----- Records for this exercise -----

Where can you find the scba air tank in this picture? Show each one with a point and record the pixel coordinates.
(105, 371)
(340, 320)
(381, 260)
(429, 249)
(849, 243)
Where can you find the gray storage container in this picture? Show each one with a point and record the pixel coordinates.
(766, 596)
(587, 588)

-----

#### Work instructions
Return word for word the line with "Where can you find the gray" and every line after it through the end of the records above.

#### Response
Where can you find the gray storage container in this picture? Show each one with a point and record the pixel coordinates.
(766, 596)
(587, 588)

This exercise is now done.